Minor league affiliations
- Class: Class D (1927–1928)
- League: Eastern Shore League (1927–1928)

Major league affiliations
- Team: None

Minor league titles
- League titles (1): 1928

Team data
- Name: Northampton Red Sox (1927–1928)
- Ballpark: Patton Field (1927–1928)

= Northampton Red Sox =

The Northampton Red Sox were a minor league baseball team based in Cape Charles, Virginia, which lies within Northampton County, Virginia. In 1927 and 1928, the Northampton Red Sox played exclusively as members of the Class D level Eastern Shore League, winning the 1928 league championship. The Red Sox hosted minor league home games at Patton Field. The team nickname was in reference to their uniforms.

==History==
Prior to minor league baseball, Cape Charles, Virginia hosted the semi–pro Pennsylvania Railroad Baseball Team at Patton Field.

Minor league baseball began in Cape Charles, Virginia and Northampton County, Virginia with the 1927 Northampton Red Sox, who became members of the six–team Class D level Eastern Shore League. The league began play on May 27, 1927, with the Cambridge Canners, Crisfield Crabbers, Easton Farmers, Parksley Spuds and Salisbury Indians joining Northampton in league play.

The Northampton Red Sox team wore red trim hose and the franchise took the name of Northampton County, while playing home games at Patton Field in Cape Charles. The team was not an affiliate of the Boston Red Sox.

In their first season of play, the 1927 Northampton Red Sox finished last in the 1927 Eastern Shore League. With a regular season record of 30–55, the Red Sox placed sixth in the final standings under manager Jack Sauter, finishing 28.5 games behind the first place Parksley Spuds. Northampton finished behind the Parksley Spuds (60–28), Salisbury Indians (48–38), Crisfield Crabbers (44–43), Cambridge Canners (41–47) and Easton Farmers (36–48) in the standings.
^^^^
Written problem:
Using the article on the Northampton Red Sox, determine whether each statement agrees with it, answering yes or no and quoting the deciding words: (a) the Northampton Red Sox were an affiliate of the Boston Red Sox; (b) the team won the Eastern Shore League championship in 1928; (c) Jack Sauter managed the team in 1927. The rows that follow bear no relation to the article on the Northampton Red Sox.

Bounding-box rows:
^^^^
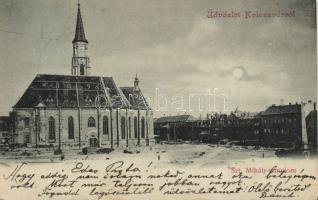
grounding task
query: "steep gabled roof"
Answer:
[120,87,150,109]
[14,74,150,109]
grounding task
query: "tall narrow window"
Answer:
[103,116,108,135]
[134,117,138,138]
[128,117,131,139]
[121,117,126,140]
[49,117,55,140]
[141,117,146,138]
[87,117,96,127]
[80,64,85,75]
[24,117,30,127]
[68,117,74,140]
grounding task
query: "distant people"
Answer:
[61,153,65,160]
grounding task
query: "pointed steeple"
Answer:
[134,74,140,91]
[73,1,88,43]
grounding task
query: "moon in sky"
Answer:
[233,68,244,79]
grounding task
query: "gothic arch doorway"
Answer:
[89,137,98,147]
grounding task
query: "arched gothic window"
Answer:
[68,116,74,140]
[87,117,96,127]
[49,117,55,140]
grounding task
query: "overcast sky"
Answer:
[0,0,317,116]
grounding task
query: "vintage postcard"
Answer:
[0,0,318,200]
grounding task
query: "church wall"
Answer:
[61,108,79,147]
[15,109,35,144]
[16,108,153,148]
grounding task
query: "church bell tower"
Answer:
[72,3,90,76]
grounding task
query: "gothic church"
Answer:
[13,4,154,148]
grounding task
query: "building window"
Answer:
[128,117,131,139]
[25,135,30,144]
[121,117,126,140]
[24,117,30,127]
[49,117,55,140]
[88,117,96,127]
[80,64,85,75]
[103,116,108,135]
[141,117,146,138]
[134,117,138,138]
[68,117,74,140]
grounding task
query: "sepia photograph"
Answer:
[0,0,318,200]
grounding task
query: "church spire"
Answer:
[73,1,88,43]
[134,74,140,91]
[71,2,91,76]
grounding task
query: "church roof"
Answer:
[120,87,149,109]
[155,115,195,123]
[261,104,301,116]
[73,4,88,43]
[14,74,148,109]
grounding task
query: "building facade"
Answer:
[13,2,154,148]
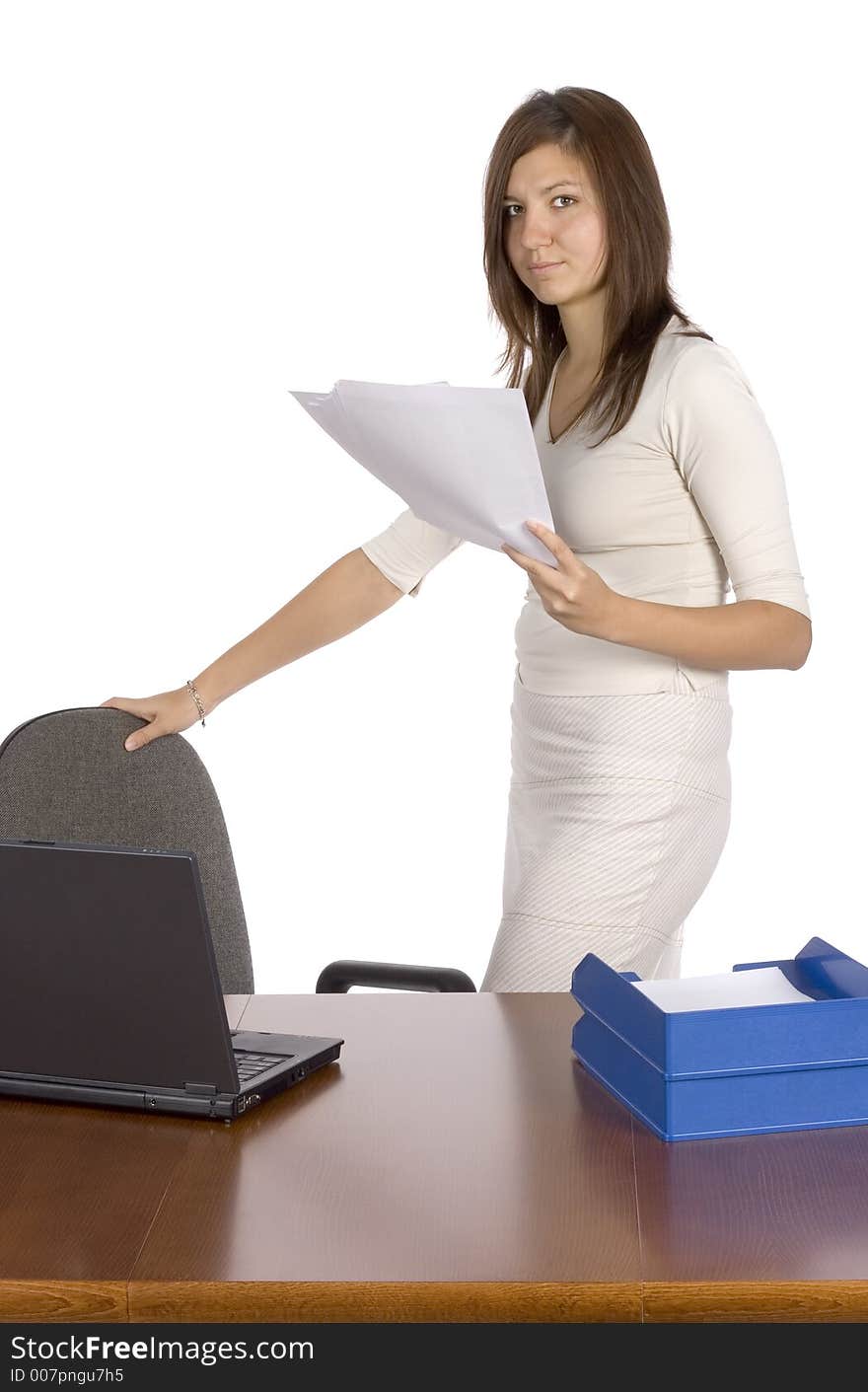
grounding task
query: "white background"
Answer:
[0,0,868,992]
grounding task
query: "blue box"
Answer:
[572,938,868,1140]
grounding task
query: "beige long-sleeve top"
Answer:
[362,316,811,696]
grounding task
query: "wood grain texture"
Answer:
[131,992,638,1318]
[643,1281,868,1324]
[0,1098,192,1320]
[0,1281,129,1324]
[634,1102,868,1322]
[129,1281,641,1324]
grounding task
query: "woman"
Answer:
[103,88,811,991]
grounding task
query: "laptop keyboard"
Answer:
[233,1048,292,1087]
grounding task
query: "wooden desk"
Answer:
[0,992,868,1322]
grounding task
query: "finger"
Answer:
[525,522,576,562]
[124,719,154,751]
[501,542,533,571]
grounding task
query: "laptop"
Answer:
[0,840,343,1121]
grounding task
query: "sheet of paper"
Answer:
[633,966,814,1015]
[291,379,553,565]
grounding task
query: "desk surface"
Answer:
[0,992,868,1322]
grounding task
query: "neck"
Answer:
[558,289,605,377]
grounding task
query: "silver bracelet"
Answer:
[186,681,204,729]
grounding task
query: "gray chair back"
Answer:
[0,705,253,995]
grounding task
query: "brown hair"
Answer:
[482,86,713,444]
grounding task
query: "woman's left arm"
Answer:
[502,522,811,671]
[504,339,811,671]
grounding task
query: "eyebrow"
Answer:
[504,179,581,203]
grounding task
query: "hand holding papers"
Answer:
[291,379,553,565]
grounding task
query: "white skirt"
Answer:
[480,673,732,991]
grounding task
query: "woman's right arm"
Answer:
[102,548,403,749]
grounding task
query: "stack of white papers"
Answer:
[291,379,555,565]
[633,966,814,1013]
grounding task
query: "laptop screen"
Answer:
[0,841,238,1093]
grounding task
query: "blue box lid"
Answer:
[572,938,868,1079]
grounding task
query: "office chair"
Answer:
[0,705,475,995]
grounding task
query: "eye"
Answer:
[504,193,576,223]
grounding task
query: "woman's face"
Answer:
[502,145,605,305]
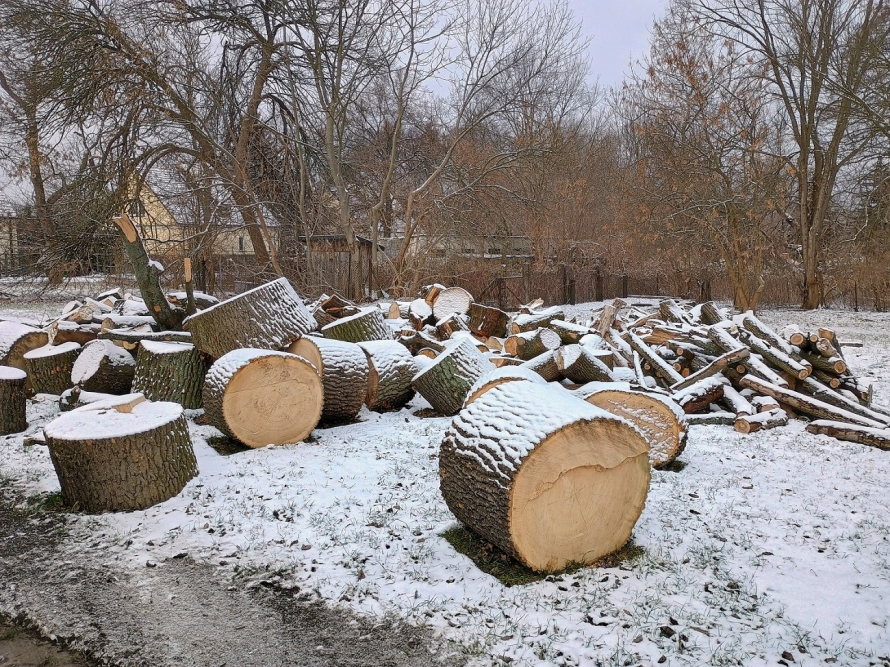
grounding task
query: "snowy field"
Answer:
[0,303,890,666]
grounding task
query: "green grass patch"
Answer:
[441,526,646,586]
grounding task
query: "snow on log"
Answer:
[358,340,417,412]
[464,366,547,407]
[504,328,560,361]
[0,366,28,435]
[133,340,210,410]
[555,345,614,384]
[287,336,370,421]
[439,382,651,572]
[573,382,686,469]
[43,394,198,512]
[203,348,322,447]
[71,340,136,394]
[807,419,890,450]
[321,307,393,343]
[427,287,473,322]
[184,278,314,359]
[411,339,494,417]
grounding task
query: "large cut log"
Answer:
[427,287,473,322]
[24,343,80,394]
[133,340,210,410]
[740,375,884,428]
[0,366,28,435]
[469,303,509,338]
[574,382,686,469]
[504,329,560,361]
[807,419,890,450]
[464,366,547,407]
[358,340,417,412]
[321,308,393,343]
[287,336,370,422]
[203,350,324,447]
[556,345,614,384]
[184,278,316,359]
[0,320,49,390]
[411,339,494,417]
[43,394,198,512]
[71,340,136,394]
[733,408,788,433]
[439,382,650,571]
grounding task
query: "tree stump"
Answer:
[575,382,686,469]
[411,339,494,416]
[183,278,316,359]
[321,308,393,343]
[24,342,80,395]
[133,340,210,410]
[287,336,370,421]
[71,340,136,394]
[464,366,547,407]
[439,382,650,571]
[203,350,324,447]
[0,366,28,435]
[358,340,417,412]
[43,394,198,512]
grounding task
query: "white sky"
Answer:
[568,0,667,86]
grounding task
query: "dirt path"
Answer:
[0,496,464,667]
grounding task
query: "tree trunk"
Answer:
[184,278,316,359]
[133,340,210,410]
[44,397,198,512]
[411,340,493,416]
[25,343,80,395]
[287,336,370,422]
[439,382,650,571]
[0,366,28,435]
[203,348,324,447]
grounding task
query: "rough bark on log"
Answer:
[469,302,509,338]
[439,382,651,571]
[133,340,210,410]
[411,340,494,417]
[733,408,788,433]
[71,340,136,394]
[574,382,686,469]
[0,366,28,435]
[321,308,393,343]
[555,345,614,384]
[463,366,547,408]
[287,336,370,421]
[807,419,890,450]
[358,340,417,412]
[44,399,198,512]
[24,343,80,394]
[504,329,560,361]
[203,350,324,447]
[740,375,884,428]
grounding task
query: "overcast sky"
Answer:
[568,0,667,86]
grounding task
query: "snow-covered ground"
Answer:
[0,305,890,666]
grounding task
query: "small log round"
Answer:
[411,339,494,416]
[358,340,417,412]
[71,339,136,394]
[575,382,686,469]
[439,382,651,572]
[24,342,80,395]
[203,348,324,447]
[287,336,370,422]
[133,340,210,410]
[0,366,28,435]
[321,308,393,343]
[183,278,317,359]
[44,394,198,512]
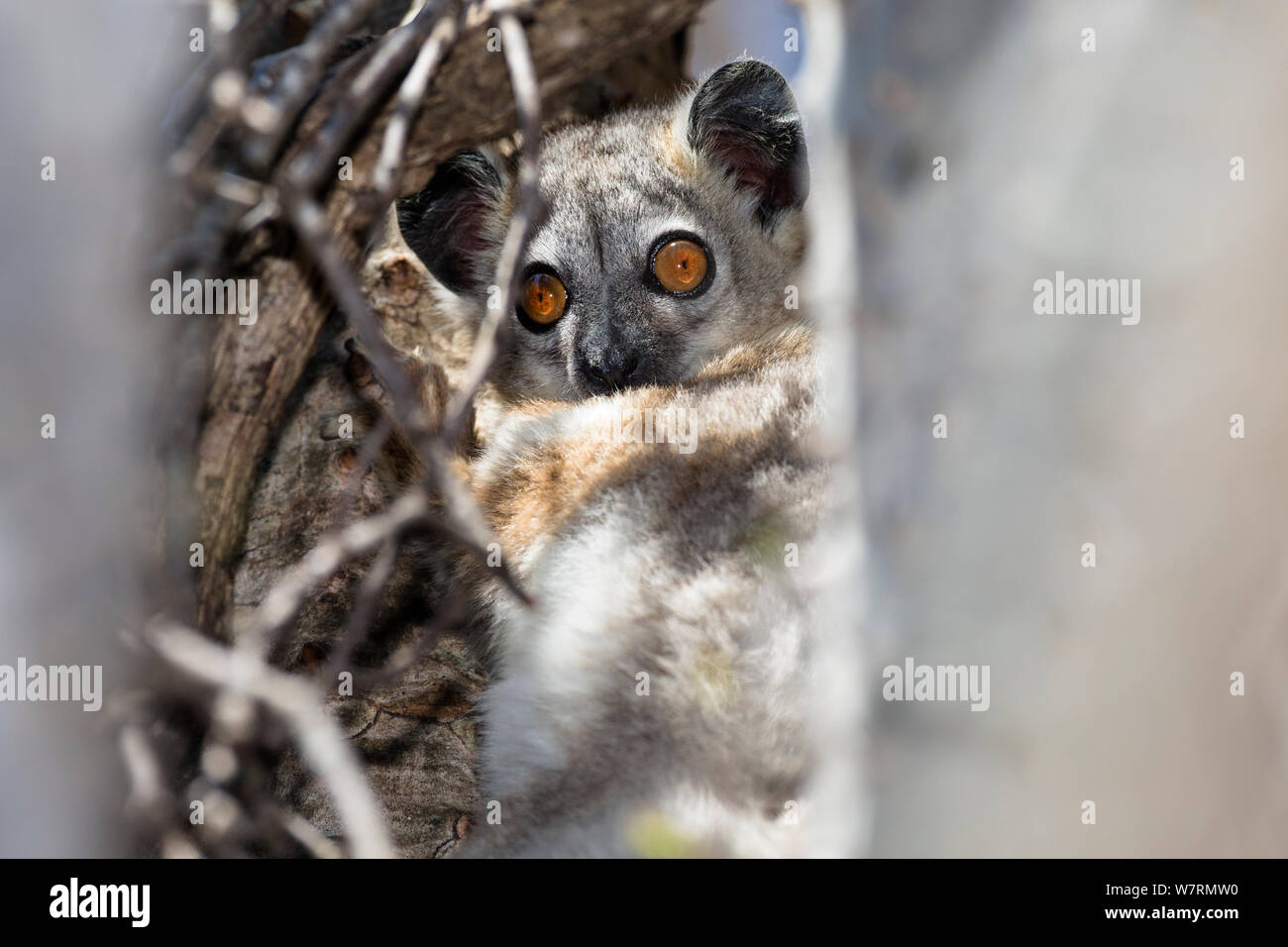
^^^^
Result:
(a) No: "The team was not an affiliate of the Boston Red Sox."
(b) Yes: "winning the 1928 league championship"
(c) Yes: "under manager Jack Sauter"